Basket is complete disassembled:


Basket disassembly by Scott, on Flickr

What's left:


Basket disassembly by Scott, on Flickr

The two staves under the levers that hold the two halves of the basket were in place with these studs:


Basket disassembly by Scott, on Flickr
They don't move at all. Not sure how they're attached. I'm thinking they'll be cut and drilled out, holes tapped, and new bolts will thread directly in place.


----------



## stickman (Oct 30, 2020)

Maybe they put those studs in like a rivet.


----------



## CDrew (Oct 30, 2020)

Bliorg said:


> Thanks @balatonwine.
> 
> I had about decided on just going with the Presque Isle stuff and squashing the chemist and ChE in me, when I started pondering surface preparation of the cast iron to ready for whatever paint I ultimately went with (all this still pending the powder coating quote I've yet to receive). Joined a metalworking forum as metallurgy is not my strength. Described the current condition and age of the iron, and that it is completely rust free. One of the replies I got, that was borne out by some further research, is the tannic acid and iron react to form an insoluble, inert complex, iron tannate. Which is also the basis of several "rust killers" on the market. Which is also why iron nails stain oak lumber (which, drat, I knew in a previous life). Tannins react with a couple oxidative states of iron to product this compound, which create a blue/black coating on the metal, which stops any corrosion. And, from what I've been able to find, effectively passivates the iron. The comment I got on the metalworking forum also suggested that, to remove that layer would require substantial material removal from the press.

* * * * * * *

# GOAL A:
Decide whether each statement agrees with the basket disassembly thread. Answer yes or no for each, and quote the deciding words of the thread. (i) The studs under the levers move freely. (ii) The cast iron of the press is said to be completely rust free. (iii) Tannic acid and iron react to form a soluble complex.

# TASK INPUTS:
* * * * * * *

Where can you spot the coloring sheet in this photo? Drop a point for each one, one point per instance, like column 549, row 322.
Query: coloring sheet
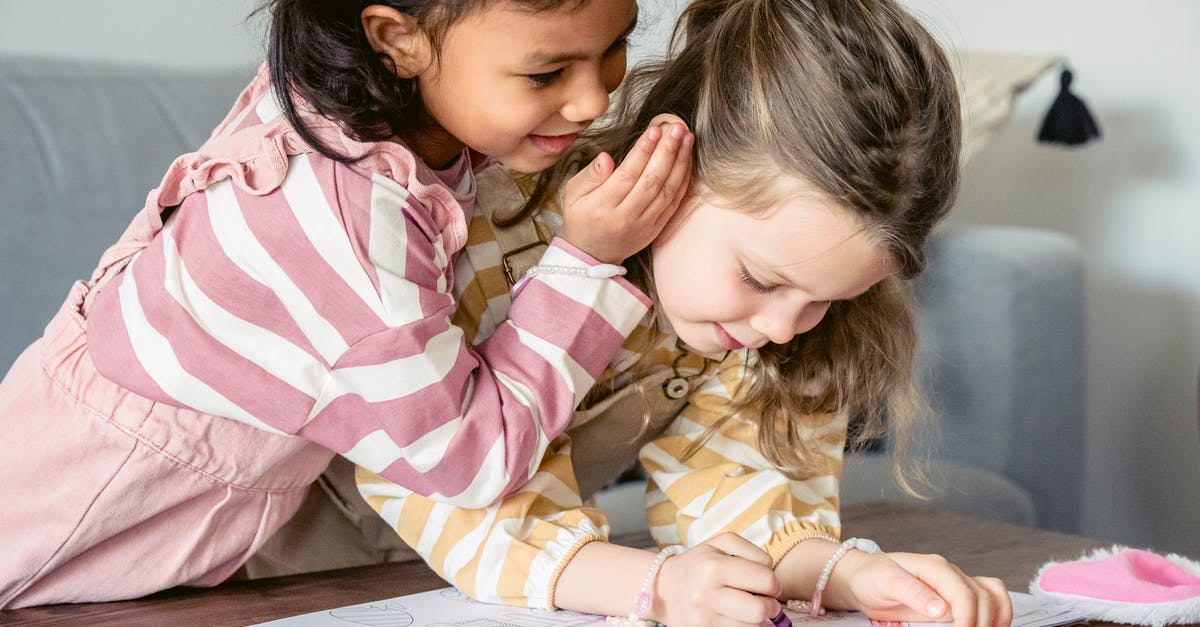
column 450, row 608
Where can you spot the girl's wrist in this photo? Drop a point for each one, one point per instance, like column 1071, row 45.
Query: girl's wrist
column 838, row 590
column 660, row 608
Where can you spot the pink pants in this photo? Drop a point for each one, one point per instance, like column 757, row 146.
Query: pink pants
column 107, row 495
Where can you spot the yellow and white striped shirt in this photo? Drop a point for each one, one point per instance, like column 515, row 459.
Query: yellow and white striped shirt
column 514, row 551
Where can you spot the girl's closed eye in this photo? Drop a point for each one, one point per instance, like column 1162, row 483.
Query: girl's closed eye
column 545, row 78
column 754, row 284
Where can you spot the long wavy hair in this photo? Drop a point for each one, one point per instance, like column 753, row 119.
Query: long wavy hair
column 857, row 100
column 319, row 59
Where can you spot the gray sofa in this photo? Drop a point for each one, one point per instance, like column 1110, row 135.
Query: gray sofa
column 1001, row 309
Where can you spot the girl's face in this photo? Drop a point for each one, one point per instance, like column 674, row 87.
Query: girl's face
column 519, row 85
column 726, row 279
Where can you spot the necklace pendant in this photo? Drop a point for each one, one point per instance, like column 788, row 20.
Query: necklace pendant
column 676, row 388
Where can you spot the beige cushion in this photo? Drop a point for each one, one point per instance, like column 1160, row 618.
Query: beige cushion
column 989, row 85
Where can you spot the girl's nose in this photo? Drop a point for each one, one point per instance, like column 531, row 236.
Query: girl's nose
column 783, row 322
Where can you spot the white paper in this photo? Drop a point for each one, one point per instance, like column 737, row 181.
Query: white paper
column 450, row 608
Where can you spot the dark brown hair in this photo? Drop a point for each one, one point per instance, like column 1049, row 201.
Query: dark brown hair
column 319, row 59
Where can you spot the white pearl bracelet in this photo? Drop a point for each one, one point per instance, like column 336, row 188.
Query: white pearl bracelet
column 862, row 544
column 601, row 270
column 645, row 597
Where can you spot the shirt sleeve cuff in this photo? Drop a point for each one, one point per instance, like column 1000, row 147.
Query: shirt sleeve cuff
column 795, row 532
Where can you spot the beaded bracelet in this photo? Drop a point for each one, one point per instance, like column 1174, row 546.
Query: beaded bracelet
column 645, row 597
column 600, row 270
column 862, row 544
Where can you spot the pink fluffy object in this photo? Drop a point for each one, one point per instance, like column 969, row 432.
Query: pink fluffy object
column 1125, row 585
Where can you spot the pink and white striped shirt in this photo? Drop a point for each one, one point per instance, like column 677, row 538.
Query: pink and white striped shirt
column 322, row 308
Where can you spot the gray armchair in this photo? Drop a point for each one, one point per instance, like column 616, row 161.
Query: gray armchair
column 1001, row 309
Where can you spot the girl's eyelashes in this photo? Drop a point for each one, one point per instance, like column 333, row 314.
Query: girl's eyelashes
column 541, row 79
column 544, row 78
column 754, row 284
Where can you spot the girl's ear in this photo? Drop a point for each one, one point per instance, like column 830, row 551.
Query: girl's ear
column 400, row 37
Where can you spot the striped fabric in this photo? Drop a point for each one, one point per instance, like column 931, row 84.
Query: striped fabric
column 514, row 551
column 322, row 308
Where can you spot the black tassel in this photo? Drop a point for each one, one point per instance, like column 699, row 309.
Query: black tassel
column 1068, row 121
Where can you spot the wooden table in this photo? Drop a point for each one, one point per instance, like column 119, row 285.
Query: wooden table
column 977, row 545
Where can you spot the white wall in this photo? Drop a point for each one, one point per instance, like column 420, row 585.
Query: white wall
column 1132, row 199
column 1133, row 202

* * * * * * *

# GOAL B:
Quote the records word for word, starting at their first line and ending at the line that contains "column 660, row 608", with both ends included. Leave out the pictures.

# CORRECT RESPONSE A:
(i) No: "They don't move at all."
(ii) Yes: "it is completely rust free"
(iii) No: "an insoluble, inert complex, iron tannate"

# CORRECT RESPONSE B:
Where can you spot the coloring sheet in this photo? Drop a point for each one, one point per instance, like column 549, row 322.
Query: coloring sheet
column 450, row 608
Where can you spot the girl's wrist in this photo? Drop a point for each one, one point per instance, like column 1071, row 45.
Query: girl's wrist
column 838, row 590
column 660, row 608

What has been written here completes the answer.